SELECTED EXCERPT:
PCA on Cocktail Ingredients (with recipes package used)
Wed, May 25, 2022
3-minute read
In this blog post, I will use step_pca()
provided by the recipe package to apply PCA analysis to a cocktail dataset. A similar blog post of mine, which you can view here, provides PCA analysis on the same dataset. The difference is that post uses svd()
approach to carry out the analysis, but this post uses the tidymodels approach.
library(tidyverse)
library(tidymodels)
theme_set(theme_bw())
boston_cocktails <- read_csv("https://raw.githubusercontent.com/rfordatascience/tidytuesday/master/data/2020/2020-05-26/boston_cocktails.csv") %>%
mutate(measure = str_remove(measure, " oz"))
boston_cocktails
## # A tibble: 3,643 x 6
## name category row_id ingredient_numb~ ingredient measure
## <chr> <chr> <dbl> <dbl> <chr> <chr>
## 1 Gauguin Cocktail Classics 1 1 Light Rum 2
## 2 Gauguin Cocktail Classics 1 2 Passion F~ 1
## 3 Gauguin Cocktail Classics 1 3 Lemon Jui~ 1
## 4 Gauguin Cocktail Classics 1 4 Lime Juice 1
## 5 Fort Lauderdale Cocktail Classics 2 1 Light Rum 1 1/2
## 6 Fort Lauderdale Cocktail Classics 2 2 Sweet Ver~ 1/2
## 7 Fort Lauderdale Cocktail Classics 2 3 Juice of ~ 1/4
## 8 Fort Lauderdale Cocktail Classics 2 4 Juice of ~ 1/4
## 9 Apple Pie Cordials and Liqu~ 3 1 Apple sch~ 3
## 10 Apple Pie Cordials and Liqu~ 3 2 Cinnamon ~ 1
## # ... with 3,633 more rows
Clean up boston_cocktails
and widen it:
cocktail_wide <- boston_cocktails %>%
mutate(measure = str_replace(measure, "\\s?1/2", ".5"),
measure = str_replace(measure, "\\s?1/4", ".5"),
measure = str_replace(measure, "\\s?3/4", ".75"),
measure = str_replace(measure, "\\s?1/3", ".33"),
measure = str_replace(measure, "\\s?2/3", ".66"),
measure = str_replace(measure, "\\s.+$", "")) %>%
filter(!is.na(measure)) %>%
mutate(measure = as.numeric(measure)) %>%
distinct(row_id, ingredient, .keep_all = T) %>%
select(name, category, ingredient, measure) %>%
add_count(ingredient) %>%
filter(n > 15) %>%
select(-n) %>%
pivot_wider(names_from = "ingredient",
values_from = "measure",
values_fill = 0) %>%
janitor::clean_names()

WRITTEN REQUEST:
Rewrite the cocktail PCA post between "PCA on Cocktail" and "library(tidyverse)", inclusive, changing every "dataset" to "data set".

Coordinate annotation records:
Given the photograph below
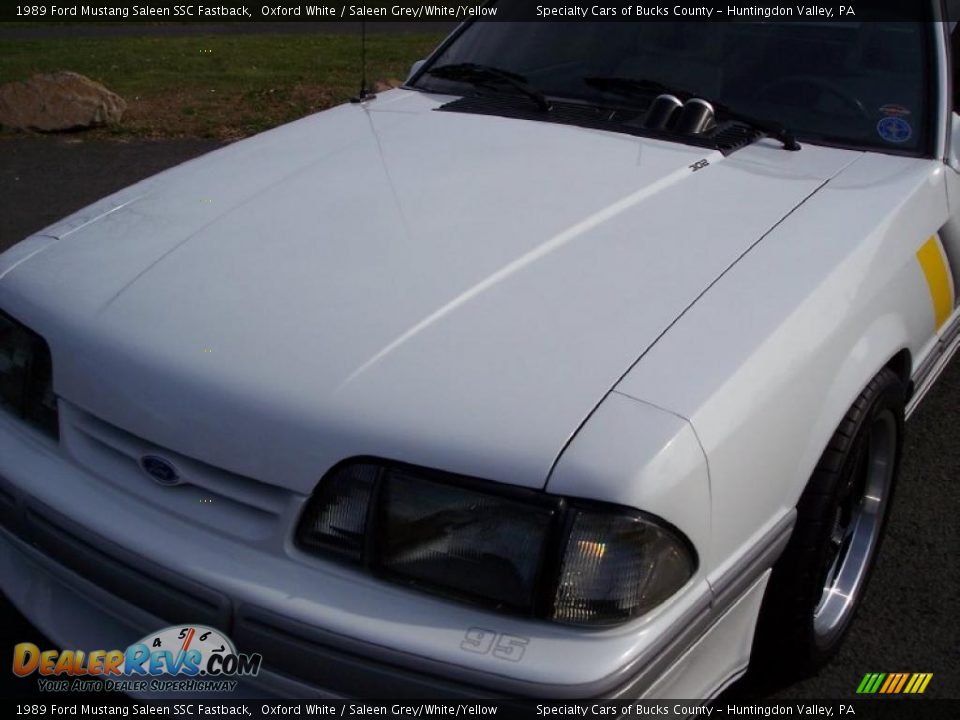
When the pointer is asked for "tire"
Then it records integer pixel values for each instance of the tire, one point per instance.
(818, 582)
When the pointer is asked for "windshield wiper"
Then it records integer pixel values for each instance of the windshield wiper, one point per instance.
(490, 76)
(630, 87)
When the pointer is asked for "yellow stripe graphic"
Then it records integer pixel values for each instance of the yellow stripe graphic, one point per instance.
(938, 277)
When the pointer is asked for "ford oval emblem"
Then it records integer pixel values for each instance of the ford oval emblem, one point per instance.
(160, 470)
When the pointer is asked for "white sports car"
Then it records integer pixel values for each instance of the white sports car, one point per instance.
(578, 366)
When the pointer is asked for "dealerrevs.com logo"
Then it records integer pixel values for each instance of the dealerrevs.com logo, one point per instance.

EXPECTED ANSWER:
PCA on Cocktail Ingredients (with recipes package used)
Wed, May 25, 2022
3-minute read
In this blog post, I will use step_pca()
provided by the recipe package to apply PCA analysis to a cocktail data set. A similar blog post of mine, which you can view here, provides PCA analysis on the same data set. The difference is that post uses svd()
approach to carry out the analysis, but this post uses the tidymodels approach.
library(tidyverse)